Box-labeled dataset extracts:

──────────────────────────────

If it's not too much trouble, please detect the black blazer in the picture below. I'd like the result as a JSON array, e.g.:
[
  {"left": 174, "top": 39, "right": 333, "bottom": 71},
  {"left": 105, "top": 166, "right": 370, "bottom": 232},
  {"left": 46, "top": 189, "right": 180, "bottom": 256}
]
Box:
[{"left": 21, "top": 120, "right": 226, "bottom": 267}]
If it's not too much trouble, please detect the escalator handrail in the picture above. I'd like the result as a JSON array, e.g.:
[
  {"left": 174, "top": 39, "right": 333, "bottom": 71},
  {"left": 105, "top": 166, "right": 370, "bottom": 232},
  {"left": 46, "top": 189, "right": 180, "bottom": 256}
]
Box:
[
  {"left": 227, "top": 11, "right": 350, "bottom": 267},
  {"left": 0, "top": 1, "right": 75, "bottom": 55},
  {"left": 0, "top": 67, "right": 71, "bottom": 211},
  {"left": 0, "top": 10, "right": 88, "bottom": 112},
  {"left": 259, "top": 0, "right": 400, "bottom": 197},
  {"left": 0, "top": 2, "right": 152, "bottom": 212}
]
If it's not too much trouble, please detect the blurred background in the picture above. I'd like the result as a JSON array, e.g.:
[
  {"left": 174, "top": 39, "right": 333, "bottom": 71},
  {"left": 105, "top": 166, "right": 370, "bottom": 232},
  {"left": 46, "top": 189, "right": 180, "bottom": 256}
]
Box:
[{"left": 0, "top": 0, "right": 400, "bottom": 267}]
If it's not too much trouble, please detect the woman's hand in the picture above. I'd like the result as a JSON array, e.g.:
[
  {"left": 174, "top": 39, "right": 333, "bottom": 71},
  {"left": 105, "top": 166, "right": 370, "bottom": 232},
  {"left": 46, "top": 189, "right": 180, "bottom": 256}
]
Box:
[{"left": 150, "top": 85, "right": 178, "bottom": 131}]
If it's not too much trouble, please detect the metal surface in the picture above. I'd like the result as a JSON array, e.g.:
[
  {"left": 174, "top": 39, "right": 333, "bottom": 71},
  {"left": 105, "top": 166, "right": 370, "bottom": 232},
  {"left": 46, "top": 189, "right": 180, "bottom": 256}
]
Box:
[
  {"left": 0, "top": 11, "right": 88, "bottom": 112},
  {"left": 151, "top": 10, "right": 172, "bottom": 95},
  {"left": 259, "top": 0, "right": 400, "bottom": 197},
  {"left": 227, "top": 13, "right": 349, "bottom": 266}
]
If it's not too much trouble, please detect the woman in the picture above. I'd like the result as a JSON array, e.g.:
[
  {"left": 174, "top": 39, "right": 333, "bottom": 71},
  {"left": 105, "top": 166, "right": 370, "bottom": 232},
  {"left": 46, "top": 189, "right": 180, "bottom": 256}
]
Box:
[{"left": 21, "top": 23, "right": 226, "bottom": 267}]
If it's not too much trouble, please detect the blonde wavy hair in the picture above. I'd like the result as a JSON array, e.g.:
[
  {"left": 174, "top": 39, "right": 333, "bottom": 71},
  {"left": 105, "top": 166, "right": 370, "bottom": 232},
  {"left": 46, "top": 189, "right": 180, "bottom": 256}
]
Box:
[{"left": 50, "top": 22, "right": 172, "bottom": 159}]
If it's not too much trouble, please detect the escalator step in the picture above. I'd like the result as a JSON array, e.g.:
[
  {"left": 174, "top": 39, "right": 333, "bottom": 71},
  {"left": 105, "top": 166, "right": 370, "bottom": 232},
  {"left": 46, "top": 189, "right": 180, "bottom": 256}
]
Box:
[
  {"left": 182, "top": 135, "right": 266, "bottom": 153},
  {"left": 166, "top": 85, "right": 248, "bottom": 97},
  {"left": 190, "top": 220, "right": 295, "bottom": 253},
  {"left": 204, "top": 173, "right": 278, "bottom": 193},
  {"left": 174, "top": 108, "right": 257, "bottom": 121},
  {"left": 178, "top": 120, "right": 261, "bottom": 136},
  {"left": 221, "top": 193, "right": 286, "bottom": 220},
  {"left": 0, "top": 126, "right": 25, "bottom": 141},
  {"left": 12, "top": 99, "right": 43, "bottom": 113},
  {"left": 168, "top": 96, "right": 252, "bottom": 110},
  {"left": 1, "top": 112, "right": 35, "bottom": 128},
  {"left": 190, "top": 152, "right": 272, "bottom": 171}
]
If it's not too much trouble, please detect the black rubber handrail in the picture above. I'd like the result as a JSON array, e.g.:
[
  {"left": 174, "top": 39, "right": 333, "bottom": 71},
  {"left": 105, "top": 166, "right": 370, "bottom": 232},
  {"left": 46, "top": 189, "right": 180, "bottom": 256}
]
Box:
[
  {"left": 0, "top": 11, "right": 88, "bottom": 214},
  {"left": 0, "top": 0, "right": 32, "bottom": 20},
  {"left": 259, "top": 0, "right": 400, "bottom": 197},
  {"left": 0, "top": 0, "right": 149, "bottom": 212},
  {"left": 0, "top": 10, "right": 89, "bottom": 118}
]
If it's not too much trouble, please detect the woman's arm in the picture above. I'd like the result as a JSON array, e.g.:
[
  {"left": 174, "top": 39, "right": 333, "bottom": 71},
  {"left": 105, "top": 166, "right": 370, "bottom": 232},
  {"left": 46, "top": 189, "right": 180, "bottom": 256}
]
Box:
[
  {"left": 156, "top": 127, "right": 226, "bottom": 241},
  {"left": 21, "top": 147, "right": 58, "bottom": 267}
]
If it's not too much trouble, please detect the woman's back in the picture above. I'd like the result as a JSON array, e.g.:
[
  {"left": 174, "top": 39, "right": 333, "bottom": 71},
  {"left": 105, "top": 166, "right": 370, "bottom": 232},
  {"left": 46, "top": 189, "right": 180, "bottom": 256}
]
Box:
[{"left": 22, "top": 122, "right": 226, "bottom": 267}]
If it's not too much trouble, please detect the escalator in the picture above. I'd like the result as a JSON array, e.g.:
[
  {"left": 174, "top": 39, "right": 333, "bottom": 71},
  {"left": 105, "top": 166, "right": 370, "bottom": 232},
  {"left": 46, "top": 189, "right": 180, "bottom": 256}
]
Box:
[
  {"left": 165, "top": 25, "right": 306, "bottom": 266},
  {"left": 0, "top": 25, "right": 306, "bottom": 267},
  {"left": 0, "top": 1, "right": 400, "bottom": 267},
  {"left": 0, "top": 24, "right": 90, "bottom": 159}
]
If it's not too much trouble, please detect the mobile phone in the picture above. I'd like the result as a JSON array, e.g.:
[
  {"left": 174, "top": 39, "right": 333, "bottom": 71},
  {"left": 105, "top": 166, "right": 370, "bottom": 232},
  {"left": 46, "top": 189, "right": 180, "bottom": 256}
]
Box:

──────────────────────────────

-- Work to do --
Nothing but the lines from the one with "If it's not too much trouble, please detect the woman's back" through the last line should be repeated, each exactly as it stands.

-- Task solution --
If it's not too much trouble, please detect the woman's back in the picture above. I'd like the result as a JSON array, e.g.:
[
  {"left": 174, "top": 39, "right": 333, "bottom": 71},
  {"left": 105, "top": 166, "right": 370, "bottom": 232},
  {"left": 46, "top": 189, "right": 180, "bottom": 256}
]
Box:
[{"left": 22, "top": 122, "right": 226, "bottom": 267}]
If it's not too much trouble, please detect the escalator in the picture above. I'd like the result as a JSON array, e.g.:
[
  {"left": 174, "top": 39, "right": 333, "bottom": 71},
  {"left": 105, "top": 166, "right": 370, "bottom": 232},
  {"left": 46, "top": 189, "right": 180, "bottom": 256}
]
Box:
[
  {"left": 165, "top": 25, "right": 306, "bottom": 266},
  {"left": 0, "top": 25, "right": 306, "bottom": 267},
  {"left": 0, "top": 1, "right": 400, "bottom": 267},
  {"left": 0, "top": 24, "right": 90, "bottom": 159}
]
If it's not too much trouble, please detect the mobile phone in the picture above. I'd like the result as a JSON array, e.g.:
[
  {"left": 174, "top": 39, "right": 333, "bottom": 71},
  {"left": 105, "top": 166, "right": 370, "bottom": 232},
  {"left": 46, "top": 189, "right": 180, "bottom": 256}
]
Box:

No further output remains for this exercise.